_STATED PROBLEM:_
Locate every line in the items below that contains the word "canopy" and copy each such line in full. Treat case as significant when matching.

_GIVEN DATA:_

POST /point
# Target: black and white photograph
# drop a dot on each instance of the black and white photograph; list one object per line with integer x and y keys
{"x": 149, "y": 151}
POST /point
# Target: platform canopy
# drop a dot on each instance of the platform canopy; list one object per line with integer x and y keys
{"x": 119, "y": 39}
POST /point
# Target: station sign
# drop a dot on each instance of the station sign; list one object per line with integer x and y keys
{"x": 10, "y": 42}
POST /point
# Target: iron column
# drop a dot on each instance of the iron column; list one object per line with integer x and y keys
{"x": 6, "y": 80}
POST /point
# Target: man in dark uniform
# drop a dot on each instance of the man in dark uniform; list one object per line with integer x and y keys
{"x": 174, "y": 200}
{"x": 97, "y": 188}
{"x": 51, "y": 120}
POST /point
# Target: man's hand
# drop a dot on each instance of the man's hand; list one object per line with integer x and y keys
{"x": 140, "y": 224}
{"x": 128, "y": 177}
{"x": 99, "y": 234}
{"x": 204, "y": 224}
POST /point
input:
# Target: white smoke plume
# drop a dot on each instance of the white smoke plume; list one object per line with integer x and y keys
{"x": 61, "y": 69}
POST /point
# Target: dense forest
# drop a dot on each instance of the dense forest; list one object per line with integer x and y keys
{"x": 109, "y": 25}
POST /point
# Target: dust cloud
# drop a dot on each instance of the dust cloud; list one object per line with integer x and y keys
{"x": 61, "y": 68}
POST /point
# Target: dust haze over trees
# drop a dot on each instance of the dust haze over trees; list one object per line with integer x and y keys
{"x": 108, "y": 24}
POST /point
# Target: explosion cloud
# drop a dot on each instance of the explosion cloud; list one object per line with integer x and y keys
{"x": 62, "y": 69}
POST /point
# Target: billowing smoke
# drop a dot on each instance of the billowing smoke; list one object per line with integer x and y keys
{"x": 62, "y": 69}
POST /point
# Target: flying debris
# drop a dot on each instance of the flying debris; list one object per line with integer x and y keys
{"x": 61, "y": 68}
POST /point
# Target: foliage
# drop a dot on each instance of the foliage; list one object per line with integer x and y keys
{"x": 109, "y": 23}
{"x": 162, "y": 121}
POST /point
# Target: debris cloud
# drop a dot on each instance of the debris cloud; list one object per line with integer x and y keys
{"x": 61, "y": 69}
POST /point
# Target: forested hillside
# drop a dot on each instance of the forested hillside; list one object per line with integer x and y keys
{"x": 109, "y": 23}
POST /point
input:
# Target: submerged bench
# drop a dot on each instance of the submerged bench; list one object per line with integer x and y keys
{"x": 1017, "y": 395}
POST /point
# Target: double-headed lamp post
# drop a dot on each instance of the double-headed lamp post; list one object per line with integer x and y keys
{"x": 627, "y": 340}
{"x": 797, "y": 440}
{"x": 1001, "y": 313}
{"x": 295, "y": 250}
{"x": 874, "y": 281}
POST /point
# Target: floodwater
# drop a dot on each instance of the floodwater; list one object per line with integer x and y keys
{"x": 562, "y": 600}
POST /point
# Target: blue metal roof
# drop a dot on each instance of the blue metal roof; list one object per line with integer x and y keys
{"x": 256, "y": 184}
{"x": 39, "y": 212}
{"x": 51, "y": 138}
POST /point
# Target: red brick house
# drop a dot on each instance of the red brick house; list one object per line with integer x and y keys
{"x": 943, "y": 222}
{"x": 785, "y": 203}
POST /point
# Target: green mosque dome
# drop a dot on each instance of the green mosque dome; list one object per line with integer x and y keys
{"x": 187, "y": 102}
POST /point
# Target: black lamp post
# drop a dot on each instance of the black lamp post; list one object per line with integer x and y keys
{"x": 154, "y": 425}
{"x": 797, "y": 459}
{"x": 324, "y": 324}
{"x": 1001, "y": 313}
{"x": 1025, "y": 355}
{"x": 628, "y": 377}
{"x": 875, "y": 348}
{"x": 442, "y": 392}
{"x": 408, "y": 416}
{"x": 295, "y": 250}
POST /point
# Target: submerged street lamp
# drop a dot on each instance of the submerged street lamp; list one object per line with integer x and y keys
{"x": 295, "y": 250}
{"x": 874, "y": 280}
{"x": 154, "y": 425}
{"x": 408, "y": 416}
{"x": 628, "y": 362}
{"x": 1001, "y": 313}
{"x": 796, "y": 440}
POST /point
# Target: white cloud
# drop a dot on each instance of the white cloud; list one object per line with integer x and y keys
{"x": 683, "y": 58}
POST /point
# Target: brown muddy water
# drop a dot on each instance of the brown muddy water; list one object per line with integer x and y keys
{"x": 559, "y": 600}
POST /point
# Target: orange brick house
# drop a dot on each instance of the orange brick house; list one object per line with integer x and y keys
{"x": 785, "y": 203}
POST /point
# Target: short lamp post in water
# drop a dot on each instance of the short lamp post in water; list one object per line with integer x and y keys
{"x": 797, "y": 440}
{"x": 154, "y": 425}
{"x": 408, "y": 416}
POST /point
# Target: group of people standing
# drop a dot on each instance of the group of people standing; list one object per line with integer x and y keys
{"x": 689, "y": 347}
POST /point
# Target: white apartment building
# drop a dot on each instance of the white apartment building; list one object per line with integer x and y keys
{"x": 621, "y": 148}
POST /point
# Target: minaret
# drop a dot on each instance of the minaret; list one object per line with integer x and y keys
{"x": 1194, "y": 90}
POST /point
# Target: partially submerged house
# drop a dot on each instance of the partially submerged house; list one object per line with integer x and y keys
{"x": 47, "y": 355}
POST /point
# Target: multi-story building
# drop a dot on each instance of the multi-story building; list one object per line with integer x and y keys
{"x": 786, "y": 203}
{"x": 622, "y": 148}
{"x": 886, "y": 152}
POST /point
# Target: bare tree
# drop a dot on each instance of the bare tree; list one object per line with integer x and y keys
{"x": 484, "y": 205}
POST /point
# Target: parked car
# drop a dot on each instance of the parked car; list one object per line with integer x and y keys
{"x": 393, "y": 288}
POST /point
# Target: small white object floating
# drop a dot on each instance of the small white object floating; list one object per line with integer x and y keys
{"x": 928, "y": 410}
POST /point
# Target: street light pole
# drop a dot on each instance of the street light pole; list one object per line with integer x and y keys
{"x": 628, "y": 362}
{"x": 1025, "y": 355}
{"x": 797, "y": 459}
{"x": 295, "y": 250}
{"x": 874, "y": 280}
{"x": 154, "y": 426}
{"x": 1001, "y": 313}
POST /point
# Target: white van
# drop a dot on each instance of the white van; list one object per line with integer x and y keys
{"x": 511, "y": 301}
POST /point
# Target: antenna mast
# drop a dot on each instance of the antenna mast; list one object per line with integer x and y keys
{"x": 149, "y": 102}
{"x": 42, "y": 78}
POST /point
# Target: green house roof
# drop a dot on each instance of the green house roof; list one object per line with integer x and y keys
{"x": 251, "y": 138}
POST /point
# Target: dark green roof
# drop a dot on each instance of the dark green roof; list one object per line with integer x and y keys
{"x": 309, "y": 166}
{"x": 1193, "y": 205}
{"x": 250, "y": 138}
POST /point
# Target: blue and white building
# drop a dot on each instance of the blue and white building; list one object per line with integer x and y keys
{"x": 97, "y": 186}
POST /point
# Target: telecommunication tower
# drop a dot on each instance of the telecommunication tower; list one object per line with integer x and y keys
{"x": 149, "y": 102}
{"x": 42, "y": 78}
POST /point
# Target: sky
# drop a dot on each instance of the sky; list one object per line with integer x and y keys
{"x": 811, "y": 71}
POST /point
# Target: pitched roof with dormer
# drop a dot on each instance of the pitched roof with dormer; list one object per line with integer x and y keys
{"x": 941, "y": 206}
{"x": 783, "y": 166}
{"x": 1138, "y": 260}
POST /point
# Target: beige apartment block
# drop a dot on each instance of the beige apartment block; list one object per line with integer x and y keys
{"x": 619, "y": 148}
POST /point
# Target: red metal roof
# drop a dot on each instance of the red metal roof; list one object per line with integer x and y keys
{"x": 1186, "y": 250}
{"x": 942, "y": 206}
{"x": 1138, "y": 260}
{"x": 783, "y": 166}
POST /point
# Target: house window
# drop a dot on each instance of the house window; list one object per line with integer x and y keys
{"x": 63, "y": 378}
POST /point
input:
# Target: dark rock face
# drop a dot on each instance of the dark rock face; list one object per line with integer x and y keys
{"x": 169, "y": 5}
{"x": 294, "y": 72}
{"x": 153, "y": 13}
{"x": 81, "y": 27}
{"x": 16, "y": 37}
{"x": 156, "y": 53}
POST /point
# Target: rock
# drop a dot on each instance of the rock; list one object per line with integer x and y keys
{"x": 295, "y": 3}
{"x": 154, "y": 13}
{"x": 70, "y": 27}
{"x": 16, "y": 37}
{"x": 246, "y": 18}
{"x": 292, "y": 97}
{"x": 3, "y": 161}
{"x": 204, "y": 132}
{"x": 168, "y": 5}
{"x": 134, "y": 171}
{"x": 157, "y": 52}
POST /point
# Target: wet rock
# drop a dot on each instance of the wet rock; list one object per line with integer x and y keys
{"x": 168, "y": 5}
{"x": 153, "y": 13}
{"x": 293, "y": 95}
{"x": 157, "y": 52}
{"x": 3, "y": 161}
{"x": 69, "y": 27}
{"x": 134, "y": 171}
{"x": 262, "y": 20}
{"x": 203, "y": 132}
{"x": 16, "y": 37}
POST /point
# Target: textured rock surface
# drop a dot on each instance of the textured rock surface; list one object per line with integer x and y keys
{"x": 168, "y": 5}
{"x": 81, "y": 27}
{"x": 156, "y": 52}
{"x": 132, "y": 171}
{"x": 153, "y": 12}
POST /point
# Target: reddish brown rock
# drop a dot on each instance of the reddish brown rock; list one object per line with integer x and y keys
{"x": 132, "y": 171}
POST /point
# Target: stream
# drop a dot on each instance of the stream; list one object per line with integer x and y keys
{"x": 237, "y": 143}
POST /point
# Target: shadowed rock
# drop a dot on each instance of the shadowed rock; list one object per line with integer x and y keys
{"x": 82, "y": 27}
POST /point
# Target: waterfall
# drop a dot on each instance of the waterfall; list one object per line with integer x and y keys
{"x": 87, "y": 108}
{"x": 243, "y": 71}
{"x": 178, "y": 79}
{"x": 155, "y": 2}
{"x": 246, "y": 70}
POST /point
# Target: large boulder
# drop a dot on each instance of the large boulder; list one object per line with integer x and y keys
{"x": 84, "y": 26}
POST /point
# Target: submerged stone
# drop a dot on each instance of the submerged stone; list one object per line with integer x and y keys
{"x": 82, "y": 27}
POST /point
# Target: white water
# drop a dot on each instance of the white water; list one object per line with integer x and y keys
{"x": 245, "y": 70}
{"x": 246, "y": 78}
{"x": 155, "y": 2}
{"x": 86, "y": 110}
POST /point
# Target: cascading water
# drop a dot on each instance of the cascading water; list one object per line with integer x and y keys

_SOLUTION TO THE PROBLEM:_
# Target: platform canopy
# drop a dot on each instance of the platform canopy; list one object per line with integer x and y keys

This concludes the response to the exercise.